▶ **EXERCISE PROMPT**: Lines from the one containing "Where can you see the water" through the end of the data are to be returned exactly, and no others.

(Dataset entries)
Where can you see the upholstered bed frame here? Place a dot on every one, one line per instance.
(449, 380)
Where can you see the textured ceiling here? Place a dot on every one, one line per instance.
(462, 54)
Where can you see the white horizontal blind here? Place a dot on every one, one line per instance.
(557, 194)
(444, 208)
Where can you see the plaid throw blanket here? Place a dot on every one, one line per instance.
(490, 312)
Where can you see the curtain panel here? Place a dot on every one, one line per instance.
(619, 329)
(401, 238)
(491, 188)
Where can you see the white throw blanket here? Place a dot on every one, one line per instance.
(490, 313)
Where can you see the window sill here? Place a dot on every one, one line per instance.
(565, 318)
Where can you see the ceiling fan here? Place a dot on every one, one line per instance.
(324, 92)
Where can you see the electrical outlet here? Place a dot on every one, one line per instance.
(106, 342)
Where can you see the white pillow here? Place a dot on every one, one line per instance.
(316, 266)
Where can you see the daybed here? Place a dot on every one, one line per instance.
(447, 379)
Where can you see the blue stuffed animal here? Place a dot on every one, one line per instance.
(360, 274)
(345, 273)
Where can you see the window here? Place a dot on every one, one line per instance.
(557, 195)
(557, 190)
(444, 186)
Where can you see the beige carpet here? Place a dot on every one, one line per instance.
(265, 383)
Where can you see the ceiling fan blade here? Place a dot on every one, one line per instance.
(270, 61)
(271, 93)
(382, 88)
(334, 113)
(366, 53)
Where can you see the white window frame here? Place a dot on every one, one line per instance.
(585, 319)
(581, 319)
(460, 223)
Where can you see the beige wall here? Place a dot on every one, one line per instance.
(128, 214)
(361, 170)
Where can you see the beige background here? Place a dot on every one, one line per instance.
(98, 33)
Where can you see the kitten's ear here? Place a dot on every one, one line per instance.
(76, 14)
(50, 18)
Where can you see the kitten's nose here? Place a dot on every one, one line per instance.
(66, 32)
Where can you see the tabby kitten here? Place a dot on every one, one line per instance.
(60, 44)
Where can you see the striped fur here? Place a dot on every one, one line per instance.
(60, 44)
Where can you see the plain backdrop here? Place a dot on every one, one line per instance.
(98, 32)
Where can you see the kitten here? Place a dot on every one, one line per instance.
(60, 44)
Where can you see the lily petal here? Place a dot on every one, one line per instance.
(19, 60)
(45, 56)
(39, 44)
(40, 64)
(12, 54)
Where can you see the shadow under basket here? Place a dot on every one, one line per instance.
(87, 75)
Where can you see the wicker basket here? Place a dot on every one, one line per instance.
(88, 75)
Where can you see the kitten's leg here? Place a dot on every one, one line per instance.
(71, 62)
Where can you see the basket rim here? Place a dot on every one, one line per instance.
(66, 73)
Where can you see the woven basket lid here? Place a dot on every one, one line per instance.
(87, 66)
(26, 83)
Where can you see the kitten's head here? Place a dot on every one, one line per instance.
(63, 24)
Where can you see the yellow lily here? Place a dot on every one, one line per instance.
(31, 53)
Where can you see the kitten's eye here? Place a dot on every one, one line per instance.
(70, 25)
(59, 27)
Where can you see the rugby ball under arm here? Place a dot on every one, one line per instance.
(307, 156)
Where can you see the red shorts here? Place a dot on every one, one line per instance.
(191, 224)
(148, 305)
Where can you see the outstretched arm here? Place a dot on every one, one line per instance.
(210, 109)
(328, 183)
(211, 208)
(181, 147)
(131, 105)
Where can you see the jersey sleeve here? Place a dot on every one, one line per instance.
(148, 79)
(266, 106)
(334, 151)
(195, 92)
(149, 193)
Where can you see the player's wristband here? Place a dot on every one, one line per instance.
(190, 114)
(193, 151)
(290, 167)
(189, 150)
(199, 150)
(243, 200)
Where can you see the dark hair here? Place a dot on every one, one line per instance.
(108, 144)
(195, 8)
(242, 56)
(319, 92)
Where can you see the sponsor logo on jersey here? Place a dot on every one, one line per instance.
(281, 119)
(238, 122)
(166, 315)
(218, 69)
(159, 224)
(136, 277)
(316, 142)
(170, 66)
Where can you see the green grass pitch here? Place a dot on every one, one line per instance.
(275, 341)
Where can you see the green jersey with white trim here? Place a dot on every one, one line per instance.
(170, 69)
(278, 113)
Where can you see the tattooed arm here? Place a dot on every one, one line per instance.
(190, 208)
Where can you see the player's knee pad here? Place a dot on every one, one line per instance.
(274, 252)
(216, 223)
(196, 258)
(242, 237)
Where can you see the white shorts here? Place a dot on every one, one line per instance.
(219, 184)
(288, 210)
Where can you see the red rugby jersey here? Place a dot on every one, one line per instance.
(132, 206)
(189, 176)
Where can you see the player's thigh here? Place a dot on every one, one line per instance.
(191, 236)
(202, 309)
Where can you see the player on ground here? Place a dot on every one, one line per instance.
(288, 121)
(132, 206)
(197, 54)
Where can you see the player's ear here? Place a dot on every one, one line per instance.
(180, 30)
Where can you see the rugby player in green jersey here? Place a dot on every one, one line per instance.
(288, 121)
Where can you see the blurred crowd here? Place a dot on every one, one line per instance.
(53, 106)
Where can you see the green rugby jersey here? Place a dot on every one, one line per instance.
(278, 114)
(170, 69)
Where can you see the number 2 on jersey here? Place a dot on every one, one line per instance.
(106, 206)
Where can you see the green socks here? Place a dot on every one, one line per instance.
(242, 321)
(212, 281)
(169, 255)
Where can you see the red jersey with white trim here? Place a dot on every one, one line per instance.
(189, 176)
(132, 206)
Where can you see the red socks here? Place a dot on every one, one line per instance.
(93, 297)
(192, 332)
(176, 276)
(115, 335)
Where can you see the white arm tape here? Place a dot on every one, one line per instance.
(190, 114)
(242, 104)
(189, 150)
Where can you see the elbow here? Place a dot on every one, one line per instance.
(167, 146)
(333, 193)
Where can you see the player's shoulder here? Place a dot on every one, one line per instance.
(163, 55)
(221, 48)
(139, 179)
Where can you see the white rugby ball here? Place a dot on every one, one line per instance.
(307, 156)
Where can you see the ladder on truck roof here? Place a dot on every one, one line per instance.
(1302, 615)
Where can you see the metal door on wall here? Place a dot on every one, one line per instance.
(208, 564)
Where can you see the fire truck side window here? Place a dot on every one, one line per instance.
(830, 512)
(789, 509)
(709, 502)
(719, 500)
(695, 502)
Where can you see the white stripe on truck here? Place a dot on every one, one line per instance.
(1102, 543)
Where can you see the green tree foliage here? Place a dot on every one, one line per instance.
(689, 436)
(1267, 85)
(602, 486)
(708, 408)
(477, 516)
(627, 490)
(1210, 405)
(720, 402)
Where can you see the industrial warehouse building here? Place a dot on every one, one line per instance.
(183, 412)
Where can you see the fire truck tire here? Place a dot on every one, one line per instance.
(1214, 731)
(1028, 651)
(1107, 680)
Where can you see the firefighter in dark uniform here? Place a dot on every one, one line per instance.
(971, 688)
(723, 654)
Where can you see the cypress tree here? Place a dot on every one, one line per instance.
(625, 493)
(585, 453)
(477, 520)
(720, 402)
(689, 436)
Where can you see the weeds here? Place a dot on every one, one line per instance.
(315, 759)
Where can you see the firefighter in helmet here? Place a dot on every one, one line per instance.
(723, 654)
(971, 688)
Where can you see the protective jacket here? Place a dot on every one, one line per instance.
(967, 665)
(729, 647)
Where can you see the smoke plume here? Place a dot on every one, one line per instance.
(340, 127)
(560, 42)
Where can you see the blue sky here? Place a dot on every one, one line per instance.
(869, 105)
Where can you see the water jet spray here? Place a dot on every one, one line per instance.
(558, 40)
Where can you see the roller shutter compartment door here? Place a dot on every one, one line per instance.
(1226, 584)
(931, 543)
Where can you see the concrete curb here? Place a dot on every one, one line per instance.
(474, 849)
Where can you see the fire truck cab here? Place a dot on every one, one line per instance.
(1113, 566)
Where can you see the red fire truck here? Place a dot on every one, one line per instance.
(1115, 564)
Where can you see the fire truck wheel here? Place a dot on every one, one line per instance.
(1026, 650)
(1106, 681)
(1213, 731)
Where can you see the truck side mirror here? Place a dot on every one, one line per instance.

▶ **FINISHED TASK**:
Where can you see the water jet spray here? Place a dot on every one, one line per instance.
(558, 40)
Where can you see the roller shutter compartment door here? Place a dot on every one, one line per instance.
(1226, 584)
(931, 543)
Where can you see the concrete curb here? Place a dot on every one, one line per instance.
(474, 849)
Where can you see the fire truck cab here? Place a dot on every one, one line per instance.
(1113, 566)
Where can you see the red fire truck here? Place a dot on every one, one line per instance.
(1115, 564)
Where can you see the fire truck wheel here? Place a dot on every one, one line per instance.
(1026, 650)
(1106, 681)
(1213, 731)
Where can you see the truck side mirror here? Place a dot on every one, one line per instance.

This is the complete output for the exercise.